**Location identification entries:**
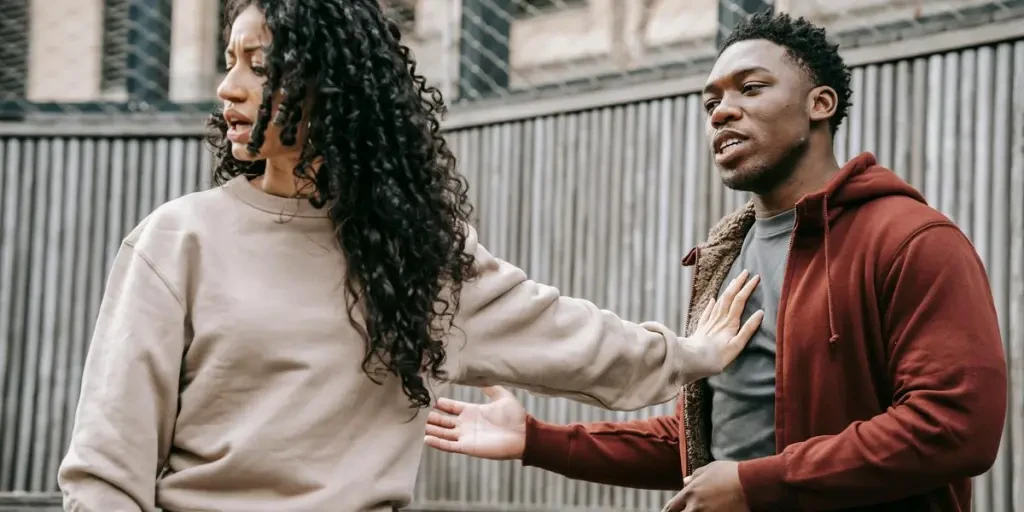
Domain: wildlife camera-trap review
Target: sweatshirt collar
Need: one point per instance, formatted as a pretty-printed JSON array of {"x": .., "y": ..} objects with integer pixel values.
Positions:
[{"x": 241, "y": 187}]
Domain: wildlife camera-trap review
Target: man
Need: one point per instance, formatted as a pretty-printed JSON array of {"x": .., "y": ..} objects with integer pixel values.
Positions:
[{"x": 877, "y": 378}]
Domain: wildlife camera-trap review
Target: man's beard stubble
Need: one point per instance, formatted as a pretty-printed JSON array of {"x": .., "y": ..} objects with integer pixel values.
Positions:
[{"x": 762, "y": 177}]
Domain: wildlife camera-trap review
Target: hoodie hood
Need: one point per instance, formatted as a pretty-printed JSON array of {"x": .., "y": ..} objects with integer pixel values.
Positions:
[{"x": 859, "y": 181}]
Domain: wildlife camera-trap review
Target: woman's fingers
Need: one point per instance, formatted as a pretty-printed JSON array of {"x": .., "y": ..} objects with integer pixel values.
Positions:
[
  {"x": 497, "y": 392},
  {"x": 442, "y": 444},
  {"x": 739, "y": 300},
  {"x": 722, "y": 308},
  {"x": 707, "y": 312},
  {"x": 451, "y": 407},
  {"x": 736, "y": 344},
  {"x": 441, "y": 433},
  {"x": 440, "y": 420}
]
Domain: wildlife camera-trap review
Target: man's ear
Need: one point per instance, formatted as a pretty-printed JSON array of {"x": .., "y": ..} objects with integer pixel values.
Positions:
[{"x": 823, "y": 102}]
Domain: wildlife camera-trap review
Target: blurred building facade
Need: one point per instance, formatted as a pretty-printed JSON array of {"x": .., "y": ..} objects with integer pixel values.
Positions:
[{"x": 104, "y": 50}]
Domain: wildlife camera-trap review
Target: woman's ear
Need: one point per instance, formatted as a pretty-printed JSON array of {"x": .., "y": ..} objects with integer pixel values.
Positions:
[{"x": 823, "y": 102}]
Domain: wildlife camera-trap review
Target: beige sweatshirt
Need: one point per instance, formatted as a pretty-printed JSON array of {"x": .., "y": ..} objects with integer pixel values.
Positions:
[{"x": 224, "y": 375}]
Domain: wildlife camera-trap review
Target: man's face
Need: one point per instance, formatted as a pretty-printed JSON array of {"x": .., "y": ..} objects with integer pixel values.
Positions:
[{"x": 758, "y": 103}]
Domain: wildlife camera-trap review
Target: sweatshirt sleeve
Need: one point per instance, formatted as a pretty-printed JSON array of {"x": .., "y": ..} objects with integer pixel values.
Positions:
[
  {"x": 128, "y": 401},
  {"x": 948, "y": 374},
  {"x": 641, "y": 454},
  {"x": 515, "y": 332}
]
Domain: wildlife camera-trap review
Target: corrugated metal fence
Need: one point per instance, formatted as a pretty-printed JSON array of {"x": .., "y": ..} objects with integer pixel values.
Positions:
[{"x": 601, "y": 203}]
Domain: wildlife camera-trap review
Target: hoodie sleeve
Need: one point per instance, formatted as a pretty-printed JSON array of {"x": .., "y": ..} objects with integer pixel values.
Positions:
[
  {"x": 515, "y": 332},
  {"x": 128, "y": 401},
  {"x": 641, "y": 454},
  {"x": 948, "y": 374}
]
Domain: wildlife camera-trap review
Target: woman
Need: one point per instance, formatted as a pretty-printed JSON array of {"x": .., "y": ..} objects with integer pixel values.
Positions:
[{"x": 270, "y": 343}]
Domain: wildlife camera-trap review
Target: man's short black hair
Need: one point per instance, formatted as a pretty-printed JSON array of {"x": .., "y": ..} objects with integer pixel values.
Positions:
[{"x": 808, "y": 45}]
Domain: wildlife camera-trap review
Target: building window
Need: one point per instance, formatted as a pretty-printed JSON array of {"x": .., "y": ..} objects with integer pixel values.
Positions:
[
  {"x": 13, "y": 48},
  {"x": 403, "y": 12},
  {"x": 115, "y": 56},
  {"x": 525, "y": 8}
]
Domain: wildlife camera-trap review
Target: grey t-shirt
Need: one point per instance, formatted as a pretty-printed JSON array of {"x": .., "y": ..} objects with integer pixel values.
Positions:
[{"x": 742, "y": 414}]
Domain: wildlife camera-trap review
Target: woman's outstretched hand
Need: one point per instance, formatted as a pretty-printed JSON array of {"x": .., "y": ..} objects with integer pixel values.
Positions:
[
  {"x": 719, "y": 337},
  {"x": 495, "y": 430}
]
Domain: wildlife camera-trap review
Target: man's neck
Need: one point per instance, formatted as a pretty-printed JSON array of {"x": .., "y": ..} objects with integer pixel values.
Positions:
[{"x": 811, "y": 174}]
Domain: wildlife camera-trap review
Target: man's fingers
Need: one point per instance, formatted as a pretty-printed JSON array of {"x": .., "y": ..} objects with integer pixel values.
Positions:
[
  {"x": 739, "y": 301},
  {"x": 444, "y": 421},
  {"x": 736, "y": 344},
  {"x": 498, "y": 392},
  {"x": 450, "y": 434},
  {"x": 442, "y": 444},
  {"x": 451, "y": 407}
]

**Exercise task:**
Gather every line from the items above that contains the word "woman", matching case exactly.

**Full response:**
Target: woman's fingers
Target: woman's ear
Target: woman
Target: woman's outstretched hand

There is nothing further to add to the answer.